======== Text excerpt

The Natural Language Toolkit (NLTK) is a collection of libraries and programs written in Python to perform Natural Language Processing (NLP) operations on data sets. One of the simplest statistical measurements to perform is a Frequency Distribution, which measures how often a given word is used within a particular text. I thought it might be fun to use NLTK to analyze the lyrics of three classic hardcore records from different time periods and see how well the analysis conveys the message of the individual band.
Album #1: Bad Brains – Bad Brains (1982)
Album #2: Cro-Mags – Age of Quarrel (1986)
Album #3: Gorilla Biscuits – Start Today (1989)

================
======== Dataset entries

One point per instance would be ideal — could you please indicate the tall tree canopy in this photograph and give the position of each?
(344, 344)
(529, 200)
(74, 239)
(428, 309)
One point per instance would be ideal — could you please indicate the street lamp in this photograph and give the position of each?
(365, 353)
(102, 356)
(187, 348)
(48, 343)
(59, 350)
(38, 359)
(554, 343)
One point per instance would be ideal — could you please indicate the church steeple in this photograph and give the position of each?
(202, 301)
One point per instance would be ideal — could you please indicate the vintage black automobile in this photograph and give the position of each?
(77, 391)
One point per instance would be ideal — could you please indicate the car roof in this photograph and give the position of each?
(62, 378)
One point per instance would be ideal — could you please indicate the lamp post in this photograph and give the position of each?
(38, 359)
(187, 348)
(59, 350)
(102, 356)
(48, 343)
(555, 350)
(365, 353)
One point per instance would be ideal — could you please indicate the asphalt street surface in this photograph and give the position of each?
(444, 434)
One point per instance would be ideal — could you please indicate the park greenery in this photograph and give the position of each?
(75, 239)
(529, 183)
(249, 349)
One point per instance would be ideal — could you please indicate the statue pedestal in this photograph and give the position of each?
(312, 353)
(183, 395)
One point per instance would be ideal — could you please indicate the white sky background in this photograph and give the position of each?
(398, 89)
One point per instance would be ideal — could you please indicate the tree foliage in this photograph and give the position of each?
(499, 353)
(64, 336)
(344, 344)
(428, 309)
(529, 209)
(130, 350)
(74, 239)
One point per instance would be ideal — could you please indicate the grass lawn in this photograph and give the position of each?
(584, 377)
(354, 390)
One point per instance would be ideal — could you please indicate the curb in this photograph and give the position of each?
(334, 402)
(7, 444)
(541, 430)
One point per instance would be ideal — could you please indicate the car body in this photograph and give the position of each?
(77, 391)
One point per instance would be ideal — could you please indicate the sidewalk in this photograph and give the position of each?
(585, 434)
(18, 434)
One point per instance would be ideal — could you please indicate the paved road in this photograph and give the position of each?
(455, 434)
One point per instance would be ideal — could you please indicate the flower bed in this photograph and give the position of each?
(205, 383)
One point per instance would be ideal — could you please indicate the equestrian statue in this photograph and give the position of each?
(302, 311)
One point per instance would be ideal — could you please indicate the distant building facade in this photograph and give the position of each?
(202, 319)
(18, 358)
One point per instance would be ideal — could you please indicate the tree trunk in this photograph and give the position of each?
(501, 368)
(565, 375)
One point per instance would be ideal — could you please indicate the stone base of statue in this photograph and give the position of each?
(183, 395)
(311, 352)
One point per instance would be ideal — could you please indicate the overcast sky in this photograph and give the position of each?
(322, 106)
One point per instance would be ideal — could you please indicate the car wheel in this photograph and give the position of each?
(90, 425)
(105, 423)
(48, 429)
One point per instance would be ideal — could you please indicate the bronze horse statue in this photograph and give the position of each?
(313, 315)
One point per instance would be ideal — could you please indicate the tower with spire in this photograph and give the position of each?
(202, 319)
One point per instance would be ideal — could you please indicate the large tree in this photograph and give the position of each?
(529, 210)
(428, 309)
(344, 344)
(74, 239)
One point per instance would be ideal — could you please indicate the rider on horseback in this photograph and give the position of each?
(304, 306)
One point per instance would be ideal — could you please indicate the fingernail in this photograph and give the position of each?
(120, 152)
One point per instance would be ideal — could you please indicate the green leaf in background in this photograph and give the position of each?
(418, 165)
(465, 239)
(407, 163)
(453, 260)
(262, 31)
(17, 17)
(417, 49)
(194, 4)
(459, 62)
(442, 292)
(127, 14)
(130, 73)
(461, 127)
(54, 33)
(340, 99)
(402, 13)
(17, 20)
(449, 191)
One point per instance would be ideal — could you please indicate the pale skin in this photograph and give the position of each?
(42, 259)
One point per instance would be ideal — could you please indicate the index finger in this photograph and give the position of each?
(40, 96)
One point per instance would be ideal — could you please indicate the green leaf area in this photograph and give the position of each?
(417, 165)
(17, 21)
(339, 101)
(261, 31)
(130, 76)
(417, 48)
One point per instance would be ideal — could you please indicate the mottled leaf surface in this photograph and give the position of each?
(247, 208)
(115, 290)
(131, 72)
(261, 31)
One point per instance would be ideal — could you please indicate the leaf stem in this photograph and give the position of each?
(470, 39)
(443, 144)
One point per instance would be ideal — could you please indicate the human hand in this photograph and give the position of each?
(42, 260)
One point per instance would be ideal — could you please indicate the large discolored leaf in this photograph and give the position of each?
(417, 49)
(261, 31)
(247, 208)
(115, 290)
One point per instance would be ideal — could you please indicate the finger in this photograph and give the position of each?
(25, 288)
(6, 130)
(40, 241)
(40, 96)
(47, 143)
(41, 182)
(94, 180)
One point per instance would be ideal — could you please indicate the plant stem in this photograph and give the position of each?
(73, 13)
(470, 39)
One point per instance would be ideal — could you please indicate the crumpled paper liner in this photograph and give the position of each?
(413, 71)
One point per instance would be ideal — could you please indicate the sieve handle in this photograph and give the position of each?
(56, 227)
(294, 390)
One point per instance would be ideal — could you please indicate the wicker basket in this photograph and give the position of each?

================

◆ Task directions ◆
Quote the NLTK lyrics passage exactly, beginning at "The Natural Language" and stopping after "Start Today (1989)". The data stands apart from the NLTK lyrics passage.

◆ Written solution ◆
The Natural Language Toolkit (NLTK) is a collection of libraries and programs written in Python to perform Natural Language Processing (NLP) operations on data sets. One of the simplest statistical measurements to perform is a Frequency Distribution, which measures how often a given word is used within a particular text. I thought it might be fun to use NLTK to analyze the lyrics of three classic hardcore records from different time periods and see how well the analysis conveys the message of the individual band.
Album #1: Bad Brains – Bad Brains (1982)
Album #2: Cro-Mags – Age of Quarrel (1986)
Album #3: Gorilla Biscuits – Start Today (1989)